■ DÉFI A ■
Dans l'extrait sur le profil de compétences, reprenez le texte de « Faire un profil » à « occupait, par exemple. » en substituant « curriculum vitæ » à « CV ».

Faire un profil de compétences permet souvent aux gens de réaliser que la formation en continu, c’est un investissement dans leur évolution professionnelle personnelle qui va bien au-delà du poste qu’ils recherchent dans l’immédiat.
Comment une approche axée sur les compétences change-t-elle la manière dont on va rédiger notre CV, par exemple?
YDK : Ça ne vient pas révolutionner le CV classique—ça reste important d’énumérer nos expériences. C’est simplement qu’on présente nos expériences en les reliant aux compétences qu’elles nous ont permis de développer, ou qui étaient nécessaires dans le poste qu’on occupait, par exemple.
Dans l’idéal, on est capable de faire ressortir le plus précisément possible les compétences qu’on possède déjà et qui sont aussi requises ou utiles dans l’emploi pour lequel on postule.

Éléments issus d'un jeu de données
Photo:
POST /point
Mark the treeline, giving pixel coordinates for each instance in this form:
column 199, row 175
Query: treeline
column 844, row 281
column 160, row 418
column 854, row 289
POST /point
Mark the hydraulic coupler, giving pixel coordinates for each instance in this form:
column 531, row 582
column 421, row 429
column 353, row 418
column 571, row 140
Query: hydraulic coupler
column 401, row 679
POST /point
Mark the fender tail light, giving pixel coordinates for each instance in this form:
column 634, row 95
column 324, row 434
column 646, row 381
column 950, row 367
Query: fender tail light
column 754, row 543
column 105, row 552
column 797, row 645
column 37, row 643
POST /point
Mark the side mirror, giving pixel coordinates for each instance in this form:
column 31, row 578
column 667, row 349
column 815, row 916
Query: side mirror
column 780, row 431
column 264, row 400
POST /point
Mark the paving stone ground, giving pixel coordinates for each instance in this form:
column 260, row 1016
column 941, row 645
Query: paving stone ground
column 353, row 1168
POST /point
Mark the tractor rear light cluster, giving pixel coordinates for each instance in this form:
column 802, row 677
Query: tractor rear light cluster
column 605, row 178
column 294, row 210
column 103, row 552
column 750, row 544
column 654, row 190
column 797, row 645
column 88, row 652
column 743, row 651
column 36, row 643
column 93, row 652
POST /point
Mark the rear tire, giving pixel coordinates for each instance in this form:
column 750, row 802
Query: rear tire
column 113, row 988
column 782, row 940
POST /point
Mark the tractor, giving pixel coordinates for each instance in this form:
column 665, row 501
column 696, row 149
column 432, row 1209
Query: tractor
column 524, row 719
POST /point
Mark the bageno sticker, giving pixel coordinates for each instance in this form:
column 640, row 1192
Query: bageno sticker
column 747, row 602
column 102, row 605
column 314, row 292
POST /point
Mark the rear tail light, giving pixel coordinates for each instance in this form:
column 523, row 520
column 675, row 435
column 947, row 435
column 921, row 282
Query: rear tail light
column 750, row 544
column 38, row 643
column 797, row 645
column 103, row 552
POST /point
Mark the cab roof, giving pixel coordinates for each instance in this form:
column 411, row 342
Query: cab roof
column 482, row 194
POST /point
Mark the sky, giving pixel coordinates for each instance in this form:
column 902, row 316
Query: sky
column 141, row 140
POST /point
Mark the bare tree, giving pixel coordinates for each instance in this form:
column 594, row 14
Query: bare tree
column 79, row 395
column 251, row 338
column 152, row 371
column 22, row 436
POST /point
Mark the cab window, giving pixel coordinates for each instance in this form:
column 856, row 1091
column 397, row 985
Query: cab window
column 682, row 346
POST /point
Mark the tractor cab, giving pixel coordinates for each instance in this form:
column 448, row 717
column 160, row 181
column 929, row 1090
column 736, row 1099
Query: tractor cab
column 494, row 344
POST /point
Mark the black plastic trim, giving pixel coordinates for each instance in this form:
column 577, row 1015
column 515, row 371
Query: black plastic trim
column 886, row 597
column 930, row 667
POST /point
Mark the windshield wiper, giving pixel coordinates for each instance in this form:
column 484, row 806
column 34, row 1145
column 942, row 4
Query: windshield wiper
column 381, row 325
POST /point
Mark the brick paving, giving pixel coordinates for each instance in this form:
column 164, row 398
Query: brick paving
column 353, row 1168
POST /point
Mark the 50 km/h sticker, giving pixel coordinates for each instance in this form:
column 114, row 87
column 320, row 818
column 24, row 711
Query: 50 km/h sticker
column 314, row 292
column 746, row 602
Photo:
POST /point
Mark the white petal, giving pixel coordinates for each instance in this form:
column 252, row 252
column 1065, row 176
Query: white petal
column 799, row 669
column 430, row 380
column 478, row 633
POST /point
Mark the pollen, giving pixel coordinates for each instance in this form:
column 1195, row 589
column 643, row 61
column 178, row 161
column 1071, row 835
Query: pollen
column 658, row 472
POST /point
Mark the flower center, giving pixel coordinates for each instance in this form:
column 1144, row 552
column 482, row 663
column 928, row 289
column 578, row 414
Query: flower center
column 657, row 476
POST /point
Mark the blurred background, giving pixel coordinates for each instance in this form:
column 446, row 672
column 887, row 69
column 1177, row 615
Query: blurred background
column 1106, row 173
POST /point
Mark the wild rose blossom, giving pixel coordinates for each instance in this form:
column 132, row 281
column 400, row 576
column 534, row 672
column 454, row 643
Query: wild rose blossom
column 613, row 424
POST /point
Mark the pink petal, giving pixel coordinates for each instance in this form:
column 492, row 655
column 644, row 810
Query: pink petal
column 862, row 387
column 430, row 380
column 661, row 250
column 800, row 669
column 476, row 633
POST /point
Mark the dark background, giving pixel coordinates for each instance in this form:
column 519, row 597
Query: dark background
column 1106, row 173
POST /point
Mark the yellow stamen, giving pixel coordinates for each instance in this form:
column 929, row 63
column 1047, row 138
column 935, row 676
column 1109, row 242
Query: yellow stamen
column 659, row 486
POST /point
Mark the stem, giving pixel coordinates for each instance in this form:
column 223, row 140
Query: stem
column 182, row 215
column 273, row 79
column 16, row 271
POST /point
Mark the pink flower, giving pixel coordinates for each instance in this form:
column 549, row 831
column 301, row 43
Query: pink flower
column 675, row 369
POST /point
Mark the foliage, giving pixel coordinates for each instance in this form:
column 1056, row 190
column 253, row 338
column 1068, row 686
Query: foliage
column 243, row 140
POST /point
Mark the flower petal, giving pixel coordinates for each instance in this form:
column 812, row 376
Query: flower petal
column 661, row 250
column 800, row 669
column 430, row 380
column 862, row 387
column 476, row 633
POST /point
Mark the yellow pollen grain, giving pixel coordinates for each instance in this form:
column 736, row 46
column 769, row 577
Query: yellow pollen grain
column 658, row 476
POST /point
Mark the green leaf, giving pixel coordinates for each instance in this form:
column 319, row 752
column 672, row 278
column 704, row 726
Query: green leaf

■ DÉFI B ■
Réécrivez sous forme de tableau Markdown les lignes de la liste, depuis son début jusqu'à la ligne contenant « column 264, row 400 » incluse, sans les lignes vides. Utilisez une colonne « N° » pour le numéro de rang et une colonne « Ligne » pour le texte de chaque ligne.

■ RÉPONSE A ■
Faire un profil de compétences permet souvent aux gens de réaliser que la formation en continu, c’est un investissement dans leur évolution professionnelle personnelle qui va bien au-delà du poste qu’ils recherchent dans l’immédiat.
Comment une approche axée sur les compétences change-t-elle la manière dont on va rédiger notre curriculum vitæ, par exemple?
YDK : Ça ne vient pas révolutionner le curriculum vitæ classique—ça reste important d’énumérer nos expériences. C’est simplement qu’on présente nos expériences en les reliant aux compétences qu’elles nous ont permis de développer, ou qui étaient nécessaires dans le poste qu’on occupait, par exemple.

■ RÉPONSE B ■
| N° | Ligne |
|---|---|
| 1 | Photo: |
| 2 | POST /point |
| 3 | Mark the treeline, giving pixel coordinates for each instance in this form: |
| 4 | column 199, row 175 |
| 5 | Query: treeline |
| 6 | column 844, row 281 |
| 7 | column 160, row 418 |
| 8 | column 854, row 289 |
| 9 | POST /point |
| 10 | Mark the hydraulic coupler, giving pixel coordinates for each instance in this form: |
| 11 | column 531, row 582 |
| 12 | column 421, row 429 |
| 13 | column 353, row 418 |
| 14 | column 571, row 140 |
| 15 | Query: hydraulic coupler |
| 16 | column 401, row 679 |
| 17 | POST /point |
| 18 | Mark the fender tail light, giving pixel coordinates for each instance in this form: |
| 19 | column 634, row 95 |
| 20 | column 324, row 434 |
| 21 | column 646, row 381 |
| 22 | column 950, row 367 |
| 23 | Query: fender tail light |
| 24 | column 754, row 543 |
| 25 | column 105, row 552 |
| 26 | column 797, row 645 |
| 27 | column 37, row 643 |
| 28 | POST /point |
| 29 | Mark the side mirror, giving pixel coordinates for each instance in this form: |
| 30 | column 31, row 578 |
| 31 | column 667, row 349 |
| 32 | column 815, row 916 |
| 33 | Query: side mirror |
| 34 | column 780, row 431 |
| 35 | column 264, row 400 |